# [REQUIRED WORK]
Within the data below, count the lines that include the word "guardrail". Provide the number and nothing further.

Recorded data
'''

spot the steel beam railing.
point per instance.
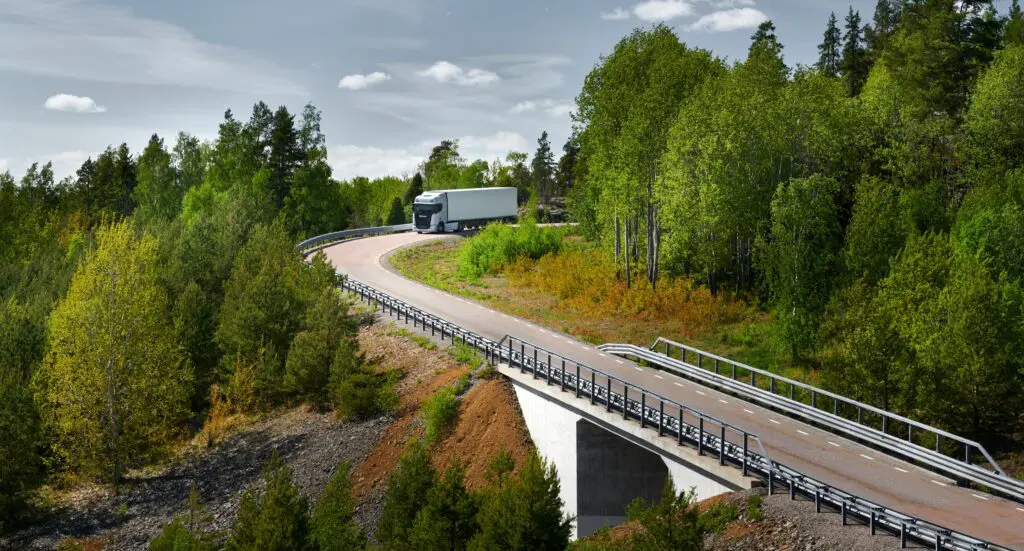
(741, 380)
(655, 413)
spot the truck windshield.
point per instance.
(426, 208)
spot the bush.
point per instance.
(333, 525)
(499, 245)
(408, 490)
(273, 518)
(754, 507)
(439, 412)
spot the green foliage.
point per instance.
(448, 520)
(499, 245)
(113, 349)
(524, 513)
(801, 256)
(333, 526)
(274, 517)
(439, 412)
(408, 491)
(673, 522)
(186, 532)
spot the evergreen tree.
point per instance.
(415, 188)
(854, 65)
(285, 156)
(448, 521)
(333, 524)
(565, 174)
(828, 50)
(542, 169)
(1013, 34)
(525, 513)
(157, 195)
(408, 490)
(274, 517)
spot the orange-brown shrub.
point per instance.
(585, 282)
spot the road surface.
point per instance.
(828, 458)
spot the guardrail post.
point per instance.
(679, 433)
(660, 418)
(744, 454)
(626, 399)
(721, 448)
(700, 438)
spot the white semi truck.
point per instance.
(454, 210)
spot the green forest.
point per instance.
(872, 204)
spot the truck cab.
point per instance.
(429, 213)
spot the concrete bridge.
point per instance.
(605, 459)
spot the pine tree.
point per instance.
(274, 518)
(525, 513)
(828, 50)
(854, 64)
(415, 188)
(448, 521)
(543, 168)
(285, 155)
(1014, 33)
(333, 524)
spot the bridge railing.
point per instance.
(639, 409)
(741, 380)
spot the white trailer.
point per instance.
(454, 210)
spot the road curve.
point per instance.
(865, 472)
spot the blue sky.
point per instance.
(79, 75)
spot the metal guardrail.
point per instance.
(699, 372)
(320, 242)
(576, 383)
(849, 506)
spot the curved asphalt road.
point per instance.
(864, 472)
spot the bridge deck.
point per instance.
(829, 458)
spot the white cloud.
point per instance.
(549, 106)
(104, 43)
(729, 19)
(71, 102)
(358, 82)
(351, 161)
(445, 72)
(616, 14)
(660, 10)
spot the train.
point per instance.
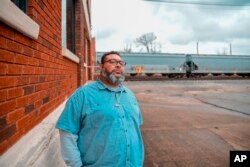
(174, 65)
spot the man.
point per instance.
(100, 125)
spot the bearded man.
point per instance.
(100, 124)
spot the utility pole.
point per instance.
(197, 48)
(230, 49)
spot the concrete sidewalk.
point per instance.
(193, 123)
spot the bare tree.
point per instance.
(128, 48)
(147, 40)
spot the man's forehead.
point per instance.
(113, 56)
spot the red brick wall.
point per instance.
(34, 77)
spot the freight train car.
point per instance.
(220, 64)
(189, 65)
(166, 64)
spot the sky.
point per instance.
(181, 26)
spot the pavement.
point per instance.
(193, 123)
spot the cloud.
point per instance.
(178, 27)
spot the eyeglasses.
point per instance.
(115, 62)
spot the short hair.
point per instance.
(109, 53)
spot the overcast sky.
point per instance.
(178, 26)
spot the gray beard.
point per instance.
(112, 78)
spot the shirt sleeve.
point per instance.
(69, 150)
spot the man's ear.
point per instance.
(101, 65)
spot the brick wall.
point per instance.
(34, 76)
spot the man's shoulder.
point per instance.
(128, 90)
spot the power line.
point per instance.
(201, 3)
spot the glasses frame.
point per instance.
(115, 62)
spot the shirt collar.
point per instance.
(103, 86)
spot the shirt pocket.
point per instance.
(133, 113)
(102, 115)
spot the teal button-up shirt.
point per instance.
(106, 123)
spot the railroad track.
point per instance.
(161, 78)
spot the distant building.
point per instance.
(46, 53)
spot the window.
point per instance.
(21, 4)
(68, 25)
(68, 30)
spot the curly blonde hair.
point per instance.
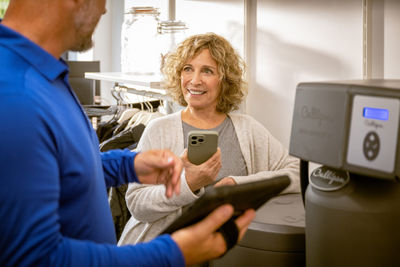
(230, 65)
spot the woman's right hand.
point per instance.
(198, 176)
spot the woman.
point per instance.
(204, 74)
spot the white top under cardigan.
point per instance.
(152, 212)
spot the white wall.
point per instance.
(296, 41)
(290, 41)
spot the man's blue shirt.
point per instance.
(53, 200)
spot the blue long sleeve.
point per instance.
(118, 167)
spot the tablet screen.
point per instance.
(241, 197)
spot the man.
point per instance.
(53, 201)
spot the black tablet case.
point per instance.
(241, 197)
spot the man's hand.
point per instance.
(159, 167)
(201, 242)
(226, 181)
(198, 176)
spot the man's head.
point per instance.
(56, 25)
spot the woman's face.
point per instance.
(200, 82)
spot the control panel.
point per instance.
(373, 132)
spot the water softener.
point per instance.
(352, 200)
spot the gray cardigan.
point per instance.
(152, 211)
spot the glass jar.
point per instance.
(171, 33)
(139, 47)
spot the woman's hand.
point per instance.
(226, 181)
(198, 176)
(159, 167)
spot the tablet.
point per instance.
(241, 197)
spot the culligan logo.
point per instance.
(328, 179)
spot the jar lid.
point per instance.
(143, 10)
(170, 26)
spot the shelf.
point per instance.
(145, 85)
(150, 81)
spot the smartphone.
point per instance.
(201, 145)
(241, 197)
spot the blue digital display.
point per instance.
(376, 113)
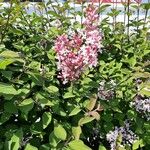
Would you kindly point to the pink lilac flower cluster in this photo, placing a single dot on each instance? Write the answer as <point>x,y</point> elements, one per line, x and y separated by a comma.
<point>79,50</point>
<point>106,90</point>
<point>128,136</point>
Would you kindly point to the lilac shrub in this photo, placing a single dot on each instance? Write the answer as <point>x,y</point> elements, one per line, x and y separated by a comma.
<point>79,50</point>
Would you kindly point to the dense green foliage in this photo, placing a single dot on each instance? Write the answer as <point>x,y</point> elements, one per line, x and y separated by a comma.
<point>37,111</point>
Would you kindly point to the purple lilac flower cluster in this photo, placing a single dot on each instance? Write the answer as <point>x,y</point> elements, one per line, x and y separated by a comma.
<point>142,105</point>
<point>128,136</point>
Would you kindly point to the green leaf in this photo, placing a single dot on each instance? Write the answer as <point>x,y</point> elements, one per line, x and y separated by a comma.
<point>101,147</point>
<point>78,145</point>
<point>60,132</point>
<point>9,54</point>
<point>85,120</point>
<point>5,62</point>
<point>75,111</point>
<point>92,102</point>
<point>46,119</point>
<point>43,101</point>
<point>16,139</point>
<point>76,131</point>
<point>7,74</point>
<point>10,107</point>
<point>36,78</point>
<point>52,89</point>
<point>136,145</point>
<point>10,89</point>
<point>4,117</point>
<point>68,95</point>
<point>26,105</point>
<point>53,140</point>
<point>30,147</point>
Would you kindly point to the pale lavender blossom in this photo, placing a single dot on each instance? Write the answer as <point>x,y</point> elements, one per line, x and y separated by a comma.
<point>105,90</point>
<point>128,136</point>
<point>142,106</point>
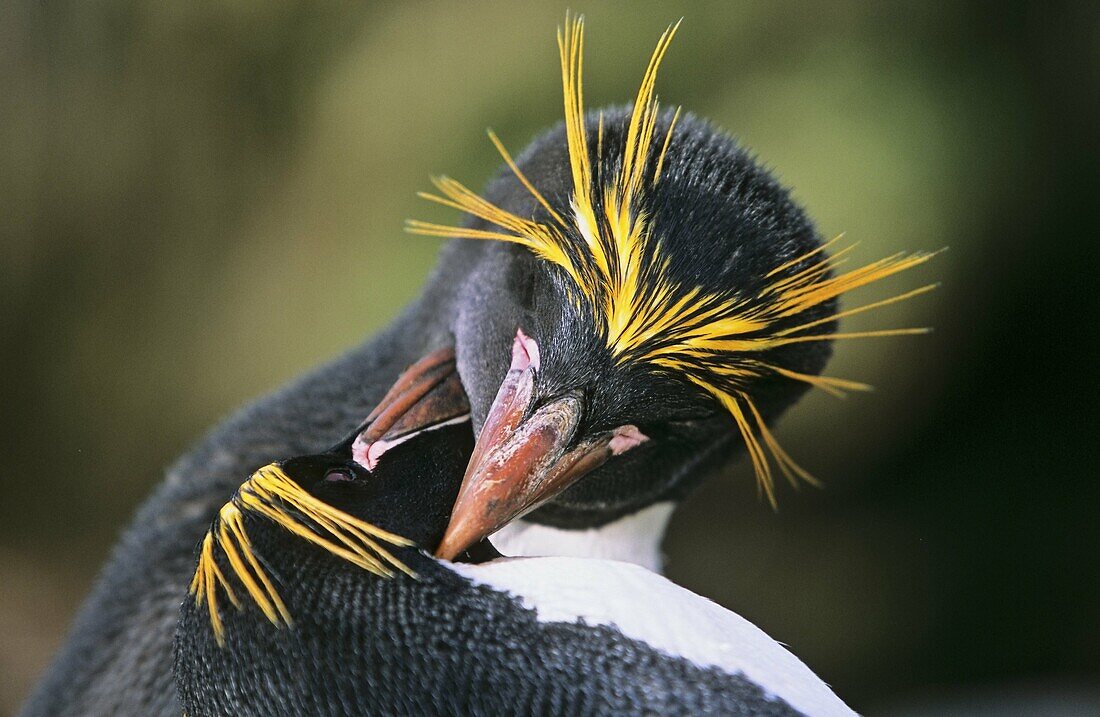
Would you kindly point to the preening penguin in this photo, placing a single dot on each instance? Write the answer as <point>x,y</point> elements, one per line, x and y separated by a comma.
<point>630,306</point>
<point>671,302</point>
<point>312,597</point>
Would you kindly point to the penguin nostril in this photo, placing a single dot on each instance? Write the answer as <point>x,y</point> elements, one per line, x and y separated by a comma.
<point>334,476</point>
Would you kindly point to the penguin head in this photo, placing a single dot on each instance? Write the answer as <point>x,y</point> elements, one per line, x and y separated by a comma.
<point>328,506</point>
<point>646,300</point>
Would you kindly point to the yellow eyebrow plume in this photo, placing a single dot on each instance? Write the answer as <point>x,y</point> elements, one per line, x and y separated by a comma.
<point>271,494</point>
<point>602,242</point>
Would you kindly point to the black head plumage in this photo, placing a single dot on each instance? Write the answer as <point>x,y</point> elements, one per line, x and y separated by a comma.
<point>670,287</point>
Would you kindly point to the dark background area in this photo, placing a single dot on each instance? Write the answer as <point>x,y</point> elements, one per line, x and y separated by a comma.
<point>200,200</point>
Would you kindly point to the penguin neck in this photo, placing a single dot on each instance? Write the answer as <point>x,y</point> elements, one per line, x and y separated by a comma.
<point>633,539</point>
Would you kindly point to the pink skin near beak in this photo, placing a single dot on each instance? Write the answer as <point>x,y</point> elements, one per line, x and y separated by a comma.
<point>520,461</point>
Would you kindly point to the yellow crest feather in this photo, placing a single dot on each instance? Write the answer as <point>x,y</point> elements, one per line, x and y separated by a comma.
<point>272,494</point>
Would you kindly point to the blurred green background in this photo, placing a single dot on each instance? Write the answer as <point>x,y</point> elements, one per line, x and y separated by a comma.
<point>200,200</point>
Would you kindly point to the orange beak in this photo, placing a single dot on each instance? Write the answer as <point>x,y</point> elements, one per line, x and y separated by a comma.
<point>523,458</point>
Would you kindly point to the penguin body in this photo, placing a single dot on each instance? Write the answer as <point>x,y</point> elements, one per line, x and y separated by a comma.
<point>509,637</point>
<point>616,411</point>
<point>505,637</point>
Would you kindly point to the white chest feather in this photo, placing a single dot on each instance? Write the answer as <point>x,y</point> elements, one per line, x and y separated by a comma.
<point>635,539</point>
<point>649,608</point>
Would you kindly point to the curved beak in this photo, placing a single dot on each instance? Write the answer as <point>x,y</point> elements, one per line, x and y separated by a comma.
<point>523,458</point>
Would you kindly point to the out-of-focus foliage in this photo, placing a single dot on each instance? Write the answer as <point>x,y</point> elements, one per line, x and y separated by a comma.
<point>199,200</point>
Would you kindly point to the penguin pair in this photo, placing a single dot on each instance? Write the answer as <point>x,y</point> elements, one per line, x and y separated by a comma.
<point>316,594</point>
<point>630,306</point>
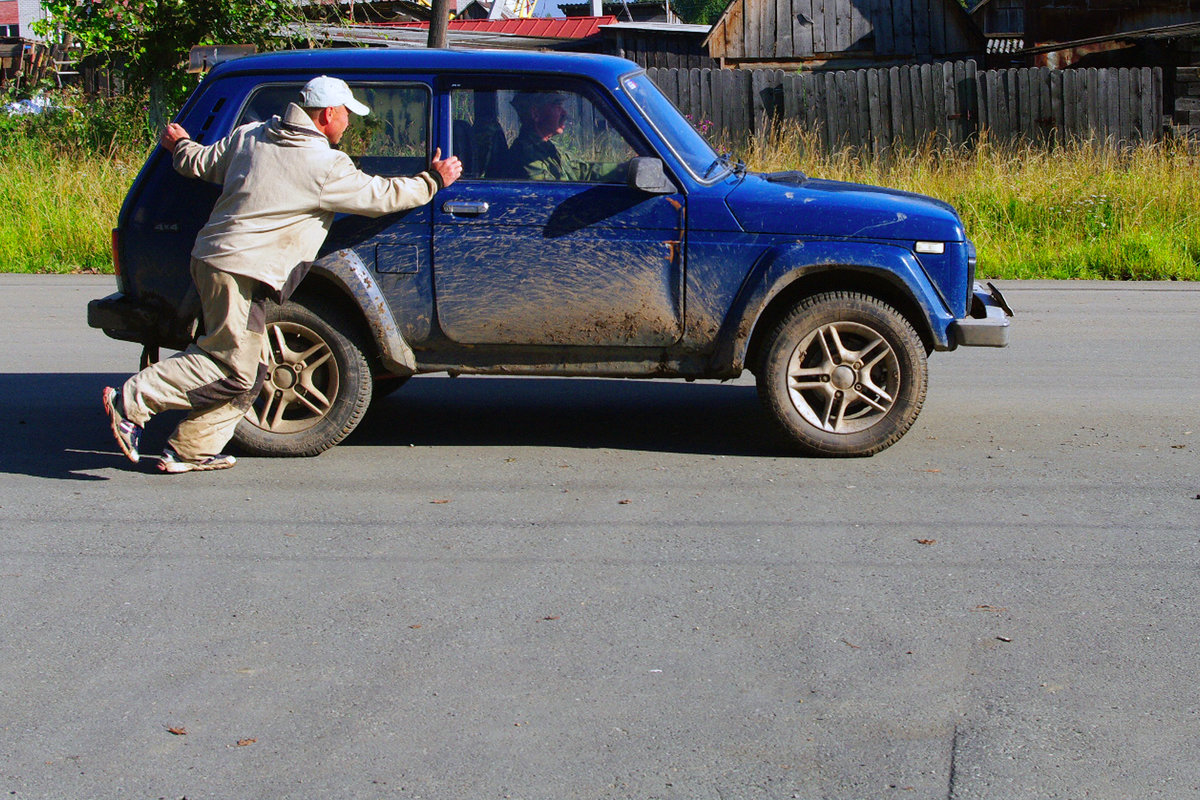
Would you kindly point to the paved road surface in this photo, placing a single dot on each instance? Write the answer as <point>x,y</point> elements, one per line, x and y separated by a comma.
<point>557,589</point>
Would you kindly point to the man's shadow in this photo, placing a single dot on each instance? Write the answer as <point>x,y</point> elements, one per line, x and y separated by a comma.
<point>52,425</point>
<point>661,416</point>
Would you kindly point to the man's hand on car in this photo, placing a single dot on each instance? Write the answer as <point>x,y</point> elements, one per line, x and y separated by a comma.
<point>173,134</point>
<point>449,168</point>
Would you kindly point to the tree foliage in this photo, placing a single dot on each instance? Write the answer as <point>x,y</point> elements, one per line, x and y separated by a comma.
<point>150,38</point>
<point>699,12</point>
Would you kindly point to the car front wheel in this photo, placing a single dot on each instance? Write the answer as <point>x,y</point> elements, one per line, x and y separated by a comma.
<point>843,374</point>
<point>318,383</point>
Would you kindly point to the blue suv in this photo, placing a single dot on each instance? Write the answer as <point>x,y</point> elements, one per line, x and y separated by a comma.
<point>618,244</point>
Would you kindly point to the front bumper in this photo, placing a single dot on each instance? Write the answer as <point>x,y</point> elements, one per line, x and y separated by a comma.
<point>988,323</point>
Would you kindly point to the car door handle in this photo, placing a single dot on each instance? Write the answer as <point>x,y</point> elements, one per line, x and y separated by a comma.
<point>453,206</point>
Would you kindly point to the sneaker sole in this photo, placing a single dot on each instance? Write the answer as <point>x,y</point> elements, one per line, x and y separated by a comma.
<point>114,420</point>
<point>180,467</point>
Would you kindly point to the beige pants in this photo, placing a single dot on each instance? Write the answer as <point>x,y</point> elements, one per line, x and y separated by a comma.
<point>217,377</point>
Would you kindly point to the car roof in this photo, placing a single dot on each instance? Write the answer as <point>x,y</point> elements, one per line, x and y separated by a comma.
<point>606,68</point>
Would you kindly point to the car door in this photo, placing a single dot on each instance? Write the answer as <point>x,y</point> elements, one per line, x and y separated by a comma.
<point>394,139</point>
<point>541,241</point>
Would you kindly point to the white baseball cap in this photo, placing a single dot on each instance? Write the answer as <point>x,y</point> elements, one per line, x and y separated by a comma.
<point>324,92</point>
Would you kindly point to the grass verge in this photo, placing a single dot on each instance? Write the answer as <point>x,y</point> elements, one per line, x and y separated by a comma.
<point>1074,211</point>
<point>59,208</point>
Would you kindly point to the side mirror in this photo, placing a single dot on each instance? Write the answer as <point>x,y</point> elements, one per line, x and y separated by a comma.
<point>646,174</point>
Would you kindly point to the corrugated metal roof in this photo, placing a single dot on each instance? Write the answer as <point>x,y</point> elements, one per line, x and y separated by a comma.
<point>535,28</point>
<point>1164,31</point>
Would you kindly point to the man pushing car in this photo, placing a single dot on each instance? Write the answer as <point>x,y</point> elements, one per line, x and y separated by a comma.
<point>282,182</point>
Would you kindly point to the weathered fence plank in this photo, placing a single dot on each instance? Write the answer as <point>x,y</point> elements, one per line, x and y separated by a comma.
<point>947,103</point>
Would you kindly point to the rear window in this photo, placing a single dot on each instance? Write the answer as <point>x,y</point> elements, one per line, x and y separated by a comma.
<point>391,140</point>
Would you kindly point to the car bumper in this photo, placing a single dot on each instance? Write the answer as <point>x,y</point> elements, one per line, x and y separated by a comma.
<point>988,324</point>
<point>125,318</point>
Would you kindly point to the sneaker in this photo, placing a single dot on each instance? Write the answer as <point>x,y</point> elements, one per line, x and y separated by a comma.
<point>173,463</point>
<point>125,432</point>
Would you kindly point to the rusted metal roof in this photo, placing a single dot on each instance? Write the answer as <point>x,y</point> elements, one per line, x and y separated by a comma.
<point>564,28</point>
<point>1164,31</point>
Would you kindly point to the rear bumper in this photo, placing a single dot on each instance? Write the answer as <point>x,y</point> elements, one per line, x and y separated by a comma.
<point>124,318</point>
<point>988,324</point>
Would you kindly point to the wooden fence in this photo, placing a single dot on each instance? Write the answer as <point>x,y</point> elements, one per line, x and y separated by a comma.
<point>948,102</point>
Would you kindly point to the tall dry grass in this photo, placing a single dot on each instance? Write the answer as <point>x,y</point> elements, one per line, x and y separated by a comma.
<point>59,208</point>
<point>1037,211</point>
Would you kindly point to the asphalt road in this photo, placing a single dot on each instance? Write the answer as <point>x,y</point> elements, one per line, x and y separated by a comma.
<point>558,589</point>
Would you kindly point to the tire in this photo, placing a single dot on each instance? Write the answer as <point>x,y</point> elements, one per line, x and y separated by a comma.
<point>843,374</point>
<point>318,383</point>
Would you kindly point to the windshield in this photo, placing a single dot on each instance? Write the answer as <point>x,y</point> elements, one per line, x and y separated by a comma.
<point>681,136</point>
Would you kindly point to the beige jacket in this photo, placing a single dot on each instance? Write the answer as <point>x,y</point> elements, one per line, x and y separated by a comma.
<point>282,184</point>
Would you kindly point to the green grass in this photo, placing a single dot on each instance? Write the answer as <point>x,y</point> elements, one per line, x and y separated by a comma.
<point>1033,211</point>
<point>1074,211</point>
<point>59,208</point>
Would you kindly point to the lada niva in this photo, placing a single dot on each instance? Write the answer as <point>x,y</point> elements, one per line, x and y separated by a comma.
<point>633,250</point>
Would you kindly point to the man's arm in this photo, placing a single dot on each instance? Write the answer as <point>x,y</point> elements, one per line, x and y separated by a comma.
<point>351,191</point>
<point>191,158</point>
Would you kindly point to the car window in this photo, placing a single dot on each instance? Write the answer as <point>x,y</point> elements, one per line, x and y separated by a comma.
<point>682,137</point>
<point>537,133</point>
<point>391,140</point>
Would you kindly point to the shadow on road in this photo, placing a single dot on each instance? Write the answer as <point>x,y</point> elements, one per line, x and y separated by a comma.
<point>666,416</point>
<point>52,423</point>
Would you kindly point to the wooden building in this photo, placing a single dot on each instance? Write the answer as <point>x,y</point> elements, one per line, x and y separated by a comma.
<point>843,34</point>
<point>1111,34</point>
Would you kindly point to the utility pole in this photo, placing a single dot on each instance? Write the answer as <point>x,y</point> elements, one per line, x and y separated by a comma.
<point>439,20</point>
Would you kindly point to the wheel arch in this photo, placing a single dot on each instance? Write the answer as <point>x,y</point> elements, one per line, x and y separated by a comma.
<point>343,278</point>
<point>803,283</point>
<point>787,272</point>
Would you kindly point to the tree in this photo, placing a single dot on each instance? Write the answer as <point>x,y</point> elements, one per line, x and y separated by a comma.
<point>700,12</point>
<point>150,38</point>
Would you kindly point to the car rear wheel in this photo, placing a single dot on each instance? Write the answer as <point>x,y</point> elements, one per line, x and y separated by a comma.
<point>843,374</point>
<point>318,383</point>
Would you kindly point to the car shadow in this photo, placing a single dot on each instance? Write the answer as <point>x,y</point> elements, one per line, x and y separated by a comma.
<point>52,425</point>
<point>666,416</point>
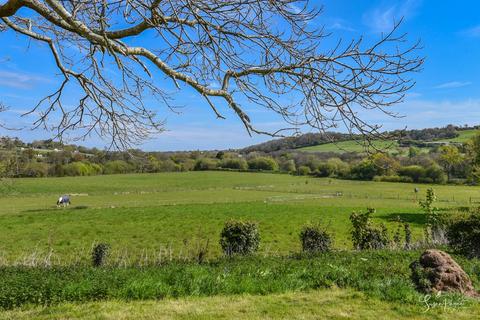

'''

# [EXERCISE RESPONSE]
2